*Prompt*: Please return the full listing below without altering anything.

*The input*:

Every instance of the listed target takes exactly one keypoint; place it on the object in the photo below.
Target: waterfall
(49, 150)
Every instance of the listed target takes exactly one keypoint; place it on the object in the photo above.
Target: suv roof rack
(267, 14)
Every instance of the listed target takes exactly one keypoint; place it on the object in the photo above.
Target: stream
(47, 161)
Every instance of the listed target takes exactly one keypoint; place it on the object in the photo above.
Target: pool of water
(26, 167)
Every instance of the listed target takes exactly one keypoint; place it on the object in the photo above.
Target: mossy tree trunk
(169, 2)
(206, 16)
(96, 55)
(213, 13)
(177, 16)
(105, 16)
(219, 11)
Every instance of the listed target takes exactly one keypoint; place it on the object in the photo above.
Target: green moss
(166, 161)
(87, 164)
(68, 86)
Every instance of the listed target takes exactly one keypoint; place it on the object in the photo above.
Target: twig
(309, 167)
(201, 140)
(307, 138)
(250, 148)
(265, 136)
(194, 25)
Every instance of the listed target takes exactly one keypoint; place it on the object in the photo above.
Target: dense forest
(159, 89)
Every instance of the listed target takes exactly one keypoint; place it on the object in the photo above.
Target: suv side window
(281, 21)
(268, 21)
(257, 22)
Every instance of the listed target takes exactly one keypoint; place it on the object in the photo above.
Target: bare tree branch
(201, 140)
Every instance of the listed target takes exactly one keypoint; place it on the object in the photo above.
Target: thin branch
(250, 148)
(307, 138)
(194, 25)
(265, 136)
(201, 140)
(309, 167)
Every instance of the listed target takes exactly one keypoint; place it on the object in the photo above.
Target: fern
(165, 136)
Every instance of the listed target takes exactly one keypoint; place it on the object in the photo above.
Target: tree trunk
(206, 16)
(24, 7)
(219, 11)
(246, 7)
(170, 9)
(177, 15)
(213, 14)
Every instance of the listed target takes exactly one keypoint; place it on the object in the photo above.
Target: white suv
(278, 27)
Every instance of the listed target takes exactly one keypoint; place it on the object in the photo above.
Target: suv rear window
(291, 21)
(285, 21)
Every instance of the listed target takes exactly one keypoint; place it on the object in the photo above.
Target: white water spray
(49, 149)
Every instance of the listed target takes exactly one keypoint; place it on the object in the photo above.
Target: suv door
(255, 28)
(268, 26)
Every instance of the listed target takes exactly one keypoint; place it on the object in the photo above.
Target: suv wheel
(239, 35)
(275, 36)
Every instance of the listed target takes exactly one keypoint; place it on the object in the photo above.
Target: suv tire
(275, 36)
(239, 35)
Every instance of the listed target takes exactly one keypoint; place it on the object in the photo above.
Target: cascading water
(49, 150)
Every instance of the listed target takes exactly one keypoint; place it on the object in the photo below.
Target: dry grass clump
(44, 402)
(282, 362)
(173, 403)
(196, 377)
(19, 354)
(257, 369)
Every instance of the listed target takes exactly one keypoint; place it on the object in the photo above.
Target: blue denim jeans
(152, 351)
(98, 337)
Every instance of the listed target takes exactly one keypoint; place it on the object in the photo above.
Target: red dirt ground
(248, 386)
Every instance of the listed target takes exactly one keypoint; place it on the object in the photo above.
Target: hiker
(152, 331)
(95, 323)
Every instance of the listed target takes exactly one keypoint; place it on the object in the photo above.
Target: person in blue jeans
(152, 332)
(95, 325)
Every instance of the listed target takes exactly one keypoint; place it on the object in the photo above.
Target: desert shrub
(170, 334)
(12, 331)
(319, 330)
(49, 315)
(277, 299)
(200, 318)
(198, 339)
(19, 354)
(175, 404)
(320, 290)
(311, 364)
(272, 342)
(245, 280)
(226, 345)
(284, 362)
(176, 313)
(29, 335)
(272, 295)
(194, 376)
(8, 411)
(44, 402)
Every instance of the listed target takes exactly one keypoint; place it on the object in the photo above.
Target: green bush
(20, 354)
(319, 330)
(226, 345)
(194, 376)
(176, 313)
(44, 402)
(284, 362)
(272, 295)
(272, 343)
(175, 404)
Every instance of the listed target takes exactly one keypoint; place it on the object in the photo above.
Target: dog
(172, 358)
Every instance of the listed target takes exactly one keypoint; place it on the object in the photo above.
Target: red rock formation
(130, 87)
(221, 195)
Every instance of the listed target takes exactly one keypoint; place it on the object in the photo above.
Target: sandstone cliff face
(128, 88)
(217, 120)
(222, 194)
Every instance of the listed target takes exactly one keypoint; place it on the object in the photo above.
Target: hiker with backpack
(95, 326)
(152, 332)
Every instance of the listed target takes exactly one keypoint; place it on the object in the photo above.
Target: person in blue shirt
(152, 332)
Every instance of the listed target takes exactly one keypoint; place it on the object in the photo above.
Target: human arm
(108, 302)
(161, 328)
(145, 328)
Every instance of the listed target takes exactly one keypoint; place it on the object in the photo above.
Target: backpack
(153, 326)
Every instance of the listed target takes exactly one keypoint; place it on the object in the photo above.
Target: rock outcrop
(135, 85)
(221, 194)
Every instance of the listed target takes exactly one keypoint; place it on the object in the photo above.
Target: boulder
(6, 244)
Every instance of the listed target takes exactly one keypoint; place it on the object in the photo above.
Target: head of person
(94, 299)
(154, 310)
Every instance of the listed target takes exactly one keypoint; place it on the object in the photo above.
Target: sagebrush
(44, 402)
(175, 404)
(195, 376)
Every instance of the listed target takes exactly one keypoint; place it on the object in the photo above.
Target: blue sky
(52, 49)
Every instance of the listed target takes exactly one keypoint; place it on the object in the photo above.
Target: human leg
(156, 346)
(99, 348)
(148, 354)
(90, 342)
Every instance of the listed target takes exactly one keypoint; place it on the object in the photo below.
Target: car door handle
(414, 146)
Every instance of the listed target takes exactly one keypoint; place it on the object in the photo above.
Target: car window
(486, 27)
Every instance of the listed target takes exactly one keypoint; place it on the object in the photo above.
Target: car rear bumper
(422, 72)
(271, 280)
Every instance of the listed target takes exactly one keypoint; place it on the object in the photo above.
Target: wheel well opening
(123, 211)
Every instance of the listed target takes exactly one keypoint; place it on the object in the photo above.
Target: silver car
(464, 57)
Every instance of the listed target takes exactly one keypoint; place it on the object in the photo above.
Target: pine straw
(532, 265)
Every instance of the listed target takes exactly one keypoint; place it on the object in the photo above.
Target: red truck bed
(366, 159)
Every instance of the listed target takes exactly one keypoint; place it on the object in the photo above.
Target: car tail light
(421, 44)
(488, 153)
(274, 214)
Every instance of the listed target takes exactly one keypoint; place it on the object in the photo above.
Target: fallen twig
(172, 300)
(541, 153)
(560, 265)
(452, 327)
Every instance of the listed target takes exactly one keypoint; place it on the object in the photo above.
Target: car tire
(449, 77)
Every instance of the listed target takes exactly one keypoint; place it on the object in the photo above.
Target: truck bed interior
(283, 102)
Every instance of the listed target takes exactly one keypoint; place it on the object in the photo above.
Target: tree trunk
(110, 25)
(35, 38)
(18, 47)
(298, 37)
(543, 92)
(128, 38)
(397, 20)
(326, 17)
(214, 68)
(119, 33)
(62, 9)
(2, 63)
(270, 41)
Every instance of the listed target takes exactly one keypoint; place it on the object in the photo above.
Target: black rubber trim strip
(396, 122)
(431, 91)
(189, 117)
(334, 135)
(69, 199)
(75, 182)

*Exercise result*:
Every instance of the listed target takes exactly one keypoint; place it on the object in the photo below.
Target: waterfall
(49, 150)
Every instance of the listed target takes exactly one keypoint; place it on the object in the photo above.
Target: suv roof rack
(267, 14)
Every instance of the listed target takes exactly one keypoint; place it on the object in the photo above.
Target: stream
(47, 161)
Every instance of the listed target takes exactly one keypoint; place it on the object in the photo above.
Target: pool of water
(26, 167)
Every instance of the listed target takes exactly one keypoint; place it on the object in the photo above.
Target: mossy tree trunk
(169, 2)
(206, 16)
(96, 55)
(213, 13)
(177, 16)
(105, 16)
(219, 11)
Every instance of the listed target takes exactly one keypoint; place it on the object in the photo above.
Target: green moss
(166, 161)
(87, 164)
(68, 86)
Every instance of the listed target takes exactly one keypoint; place it on the object in the photo above.
Target: twig
(309, 167)
(201, 140)
(307, 138)
(250, 148)
(265, 136)
(194, 25)
Every instance of the listed target takes exactly one keypoint; place it on the object in the photo above.
Target: dense forest
(159, 89)
Every instance of the listed target takes exactly one keypoint; place it on the object in the photo above.
Target: suv side window
(281, 21)
(268, 21)
(257, 22)
Every instance of the listed target takes exactly one keypoint; place it on the object in the photo above.
Target: bare tree branch
(201, 140)
Every instance of the listed target takes exactly one keypoint; place it on the object in the photo above.
Target: thin branch
(250, 148)
(307, 138)
(194, 25)
(265, 136)
(201, 140)
(309, 167)
Every instance of the listed target takes exactly one keypoint; place it on the object in the photo above.
Target: fern
(165, 136)
Every instance of the listed target takes exactly one keypoint; place it on the object in the photo above.
Target: tree trunk
(206, 16)
(24, 7)
(219, 11)
(246, 7)
(170, 9)
(177, 15)
(213, 14)
Every instance of the listed target takes exactly one keypoint; place it on the object in the photo above.
Target: white suv
(278, 27)
Every instance of the listed target takes exactly one keypoint; place it on the object in the photo above.
Target: suv rear window
(291, 21)
(285, 21)
Every instance of the listed target takes exactly one keypoint; place it on the object in the photo above.
Target: white water spray
(49, 149)
Every instance of the listed target takes exactly one keypoint; place it on the object in the photo above.
Target: suv door
(255, 28)
(268, 26)
Every instance of the listed target takes exactly one keypoint; place it on the object in the photo above.
Target: suv wheel
(239, 35)
(275, 36)
Every instance of the listed target takes exactly one keypoint; place it on the object in the photo above.
Target: suv tire
(275, 36)
(239, 35)
Every instance of the listed target takes exactly one keypoint; place it on the object in the photo above.
Target: cascading water
(49, 150)
Every instance of the listed target takes exactly one keypoint; place it on the object in the photo below.
Target: dry grass clump
(44, 402)
(282, 362)
(173, 403)
(196, 377)
(19, 354)
(257, 369)
Every instance of the listed target takes exactly one keypoint; place it on the object in the photo above.
Target: blue denim jeans
(152, 351)
(98, 337)
Every instance of the listed target takes exactly one keypoint; place it on the object in the photo above.
Target: red dirt ground
(248, 386)
Every instance of the listed target takes exactly one keypoint; place it on the object in the photo above.
Target: hiker
(152, 331)
(95, 323)
Every instance of the listed target takes exactly one keypoint; place it on the object in the photo above.
Target: person in blue jeans
(152, 332)
(95, 325)
Every instance of the listed target takes exactly one keypoint; place it on the object in the photo above.
Target: desert shrub
(170, 334)
(12, 331)
(319, 330)
(49, 315)
(277, 299)
(200, 318)
(198, 339)
(19, 354)
(175, 404)
(320, 290)
(311, 364)
(272, 342)
(245, 280)
(226, 345)
(284, 362)
(176, 313)
(29, 335)
(272, 295)
(194, 376)
(8, 411)
(44, 402)
Every instance of the listed target takes exactly one keypoint; place it on the object in the photo above.
Target: green bush
(20, 354)
(319, 330)
(226, 345)
(194, 376)
(176, 313)
(44, 402)
(284, 362)
(272, 295)
(272, 343)
(175, 404)
Every instance of the listed target takes exactly one keypoint; place it on the object in the photo above.
Target: dog
(172, 358)
Every instance of the listed target takes exactly one keypoint; place it on the object in the photo above.
Target: red rock formation
(130, 87)
(221, 195)
Every instance of the listed target takes exactly one keypoint; place it on the object in the photo above.
Target: sandstone cliff face
(128, 88)
(217, 120)
(222, 194)
Every instance of the listed target takes exactly one keypoint; place it on the object in the photo above.
Target: hiker with backpack
(95, 326)
(152, 332)
Every instance of the listed target takes exactly one keypoint; place it on the object in the photo above.
Target: person in blue shirt
(152, 332)
Every instance of the listed target takes exactly one keypoint; place it on the object in the photo above.
Target: human arm
(108, 302)
(161, 328)
(145, 328)
Every instance of the listed target takes exactly one keypoint; place it on the object in the photo above.
Target: backpack
(153, 326)
Every instance of the listed target takes exactly one keypoint; place it on the object in the photo above.
Target: rock outcrop
(135, 85)
(221, 194)
Every instance of the listed target takes exactly one keypoint; place it on the object in the photo above.
Target: boulder
(6, 244)
Every instance of the listed target takes exactly one keypoint; place it on the object in the photo above.
Target: head of person
(94, 299)
(154, 310)
Every instance of the listed target takes exactly one keypoint; place it on the object in the photo above.
Target: sagebrush
(44, 402)
(175, 404)
(195, 376)
Every instance of the listed target takes exactly one keypoint; place it on the object in the photo above.
Target: blue sky
(52, 49)
Every instance of the listed target takes exactly one keypoint; place it on the object in the photo above.
Target: human leg
(156, 346)
(99, 348)
(148, 354)
(90, 342)
Every instance of the listed target takes exactly one keypoint; place it on the object in the photo below.
Target: car door handle
(414, 146)
Every instance of the listed target takes exactly one keypoint; place it on the object in the photo above.
Target: car window
(486, 27)
Every instance of the listed target takes exactly one keypoint; place it on the object in the photo above.
Target: car rear bumper
(422, 72)
(271, 280)
Every instance of the listed target takes exactly one keypoint; place it on the object in the photo above.
Target: wheel well opening
(123, 211)
Every instance of the listed target takes exactly one keypoint; place it on the object in the photo above.
Target: silver car
(464, 57)
Every instance of the listed target takes exactly one keypoint; place it on the object in the photo above.
Target: pine straw
(532, 265)
Every instance of the listed target takes exactly one keypoint; place it on the object in the photo above.
Target: red truck bed
(366, 159)
Every instance of the listed target takes exactly one keypoint; place it on the object in the photo above.
Target: car tail light
(421, 44)
(488, 153)
(274, 214)
Every instance of the listed target takes exactly one keypoint; place it on the object in the photo above.
Target: fallen twig
(172, 300)
(541, 153)
(560, 265)
(452, 327)
Every instance of the listed target takes exactly one keypoint; place it on the object in the photo above.
Target: car tire
(449, 77)
Every instance of the listed target takes exactly one keypoint; place it on the object in the photo above.
Target: truck bed interior
(283, 102)
Every instance of the listed target takes exactly one keypoint; place it on the object in the photo above.
Target: tree trunk
(110, 25)
(35, 38)
(18, 47)
(298, 37)
(543, 92)
(128, 38)
(397, 20)
(326, 17)
(214, 68)
(119, 33)
(62, 9)
(2, 63)
(270, 41)
Every instance of the listed target takes exactly one keypoint; place it on the object in the photo above.
Target: black rubber trim strip
(396, 122)
(431, 91)
(189, 117)
(334, 135)
(69, 199)
(75, 182)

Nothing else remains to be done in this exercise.